Once you have read the records, write them out again exactly.

[Point-per-instance localization data]
########################################

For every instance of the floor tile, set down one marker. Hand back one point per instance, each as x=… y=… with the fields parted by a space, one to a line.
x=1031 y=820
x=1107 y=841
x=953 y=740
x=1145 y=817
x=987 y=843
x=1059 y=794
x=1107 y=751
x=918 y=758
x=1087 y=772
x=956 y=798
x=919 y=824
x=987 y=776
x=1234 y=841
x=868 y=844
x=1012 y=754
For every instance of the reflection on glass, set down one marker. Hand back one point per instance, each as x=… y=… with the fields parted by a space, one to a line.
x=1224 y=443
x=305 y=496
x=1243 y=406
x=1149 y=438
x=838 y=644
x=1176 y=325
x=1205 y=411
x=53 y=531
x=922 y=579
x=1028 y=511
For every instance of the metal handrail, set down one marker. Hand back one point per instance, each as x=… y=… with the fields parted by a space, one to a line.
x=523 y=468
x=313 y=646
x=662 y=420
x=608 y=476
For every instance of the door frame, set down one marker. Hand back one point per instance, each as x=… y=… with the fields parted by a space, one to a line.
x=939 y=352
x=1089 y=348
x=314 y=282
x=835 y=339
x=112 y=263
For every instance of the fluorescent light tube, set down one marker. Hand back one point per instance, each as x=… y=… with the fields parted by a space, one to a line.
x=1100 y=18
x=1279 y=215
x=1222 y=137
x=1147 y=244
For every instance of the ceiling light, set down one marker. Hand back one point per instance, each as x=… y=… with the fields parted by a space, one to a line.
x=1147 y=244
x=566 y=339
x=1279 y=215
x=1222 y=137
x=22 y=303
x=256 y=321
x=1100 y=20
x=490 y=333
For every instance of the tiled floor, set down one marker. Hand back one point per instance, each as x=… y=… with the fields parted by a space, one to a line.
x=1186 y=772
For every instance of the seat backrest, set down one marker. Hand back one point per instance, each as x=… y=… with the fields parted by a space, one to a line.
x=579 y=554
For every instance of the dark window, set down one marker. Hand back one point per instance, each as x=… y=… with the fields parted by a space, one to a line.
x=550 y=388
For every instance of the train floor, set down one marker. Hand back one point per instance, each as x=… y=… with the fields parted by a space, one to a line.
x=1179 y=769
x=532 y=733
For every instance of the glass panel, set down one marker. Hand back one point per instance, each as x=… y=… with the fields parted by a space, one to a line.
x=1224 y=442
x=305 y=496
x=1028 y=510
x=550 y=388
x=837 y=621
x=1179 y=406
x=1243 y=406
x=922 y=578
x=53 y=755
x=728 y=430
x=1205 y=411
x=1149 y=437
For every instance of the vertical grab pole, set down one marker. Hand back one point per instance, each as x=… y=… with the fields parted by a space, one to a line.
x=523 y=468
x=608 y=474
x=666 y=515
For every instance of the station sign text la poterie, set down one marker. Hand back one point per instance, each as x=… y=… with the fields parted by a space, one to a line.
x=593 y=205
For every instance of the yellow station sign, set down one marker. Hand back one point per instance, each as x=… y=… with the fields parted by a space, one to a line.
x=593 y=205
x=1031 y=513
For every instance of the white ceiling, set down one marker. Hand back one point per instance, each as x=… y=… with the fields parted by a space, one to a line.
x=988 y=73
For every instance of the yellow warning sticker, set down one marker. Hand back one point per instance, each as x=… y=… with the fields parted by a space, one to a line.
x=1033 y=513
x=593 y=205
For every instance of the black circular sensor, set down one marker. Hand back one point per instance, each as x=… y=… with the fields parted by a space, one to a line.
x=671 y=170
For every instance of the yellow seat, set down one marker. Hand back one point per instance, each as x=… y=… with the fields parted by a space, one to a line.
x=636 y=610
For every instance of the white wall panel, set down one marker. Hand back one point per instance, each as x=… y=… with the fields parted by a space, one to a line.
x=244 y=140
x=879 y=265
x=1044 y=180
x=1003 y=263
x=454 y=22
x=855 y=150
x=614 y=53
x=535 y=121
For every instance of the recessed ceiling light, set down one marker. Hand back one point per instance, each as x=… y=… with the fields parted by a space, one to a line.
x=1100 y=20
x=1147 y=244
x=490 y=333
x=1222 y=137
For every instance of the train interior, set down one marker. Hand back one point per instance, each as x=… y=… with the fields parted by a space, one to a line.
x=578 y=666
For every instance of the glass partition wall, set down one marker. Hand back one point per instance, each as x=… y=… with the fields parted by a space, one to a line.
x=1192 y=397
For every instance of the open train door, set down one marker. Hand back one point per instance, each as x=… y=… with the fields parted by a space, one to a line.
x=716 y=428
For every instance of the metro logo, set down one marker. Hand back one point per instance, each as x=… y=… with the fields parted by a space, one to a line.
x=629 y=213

########################################

## Response to the task
For every instance of the floor tile, set down one marker. Hand back one point per instance, each as x=… y=… with the fields parted by a space, one to a line.
x=1031 y=820
x=1107 y=841
x=953 y=740
x=1145 y=817
x=987 y=843
x=1059 y=794
x=1107 y=751
x=918 y=758
x=1087 y=772
x=956 y=798
x=919 y=824
x=987 y=776
x=1234 y=841
x=868 y=844
x=1012 y=754
For every instance of the reflection on glass, set down one marker. Hand back one point per instance, each as x=… y=… with the fields parted by a space, one to a line.
x=1224 y=443
x=305 y=496
x=1243 y=406
x=1149 y=438
x=838 y=644
x=1176 y=325
x=1205 y=411
x=53 y=531
x=922 y=579
x=1028 y=511
For every instance of the metal handrail, set down one marker. Hand back one point per instance, each as x=… y=… with the fields parted by a space, one to a line.
x=523 y=468
x=313 y=646
x=662 y=420
x=608 y=476
For every instance of the door frame, set down one marker. Hand back one point per instance, each as x=… y=… with the fields parted by a space, one to a line.
x=939 y=352
x=1089 y=348
x=314 y=282
x=835 y=339
x=112 y=263
For every instance of the fluorescent light tube, set down one marker. Hand back one point per instance, each as x=… y=… with the fields parted by a space, one to a line.
x=1100 y=18
x=1279 y=215
x=1222 y=137
x=1147 y=244
For every instance of the ceiling light, set down one marker. Hand back one point per instance, each as x=… y=… with the fields parted by a space, one to a line.
x=1147 y=244
x=566 y=339
x=1279 y=215
x=1222 y=137
x=22 y=303
x=256 y=321
x=1100 y=20
x=490 y=333
For every instance of the tiled floor, set down one marker. Hand back one point per instance, each as x=… y=… with the fields parted by a space, one to a line.
x=1186 y=772
For every instance of the seat backrest, set down one marker. Hand back one point per instance, each as x=… y=… with the fields parted by a space, one to a line.
x=579 y=554
For every instance of the dark window, set down one marker. Hand back one point per instance, each as x=… y=… with the fields parted by a space, one to a line.
x=550 y=388
For every instance of the train floor, set down one marker. Hand back one point per instance, each as x=… y=… with the fields parted by a space, one to a line.
x=1179 y=769
x=532 y=733
For every instance of the glass panel, set down one marker. Hand back one point per instance, each as x=… y=… with the fields parted by a space, one to a line.
x=1224 y=442
x=305 y=496
x=1028 y=510
x=550 y=388
x=837 y=621
x=1179 y=406
x=1243 y=406
x=922 y=578
x=53 y=755
x=728 y=430
x=1205 y=411
x=1149 y=437
For every instance of the vertical grab pole, set down one marker. Hand back one point per instance, each as x=… y=… with the fields parted by a space, one to a line.
x=523 y=468
x=608 y=474
x=666 y=515
For every instance of the station sign text la poterie, set down one marker. Hand back one point per instance, each as x=… y=… with the fields parted by a space, one to a line.
x=593 y=205
For every instance of the yellow station sign, set down one marker. Hand back one point per instance, each as x=… y=… with the fields parted by a space, one to a line.
x=593 y=205
x=1031 y=513
For every instance of the white ceiling, set down one marker. Hand back one point per instance, each as x=… y=… with the fields parted by a space, one to a line.
x=988 y=73
For every instance of the yellow warning sticker, set down one marker. Hand back one point per instance, each as x=… y=… with the fields parted by a space, one to a line.
x=1033 y=513
x=593 y=205
For every instance of the black circular sensor, set down one marker. Hand back one point per instance, each as x=… y=… with the fields parted by a space, one to a line.
x=671 y=170
For every instance of the yellow seat, set down one marker. Hand back one point per instance, each as x=… y=… with the fields parted by a space, one to a line.
x=636 y=610
For every instance of the white wall panel, set down one marker. Hand back one point per instance, each as x=… y=… with the fields parted by a space, one to a line.
x=244 y=140
x=879 y=265
x=1044 y=180
x=1003 y=263
x=454 y=22
x=855 y=150
x=614 y=53
x=535 y=121
For every instance of the recessed ceiling light, set down one marker. Hand back one point per instance, each as x=… y=… with the fields parted by a space, one to a line.
x=1100 y=20
x=1147 y=244
x=490 y=333
x=1222 y=137
For every instance of the train interior, set down one marker. Hand back one point per instance, each as x=… y=… with the fields parted by a space, one to a line.
x=578 y=666
For every instance of the glass partition wall, set down one marker. Hand back one point per instance, each as x=… y=… with the fields parted by a space, one to a line.
x=1192 y=397
For every instance of the open train door, set down one marker. Hand back one point per instance, each as x=… y=… with the fields parted by a space, one to a line.
x=716 y=428
For every instance of the metro logo, set down one marker. Hand back one point per instance, each as x=… y=… with the fields parted by a space, one to a line.
x=629 y=213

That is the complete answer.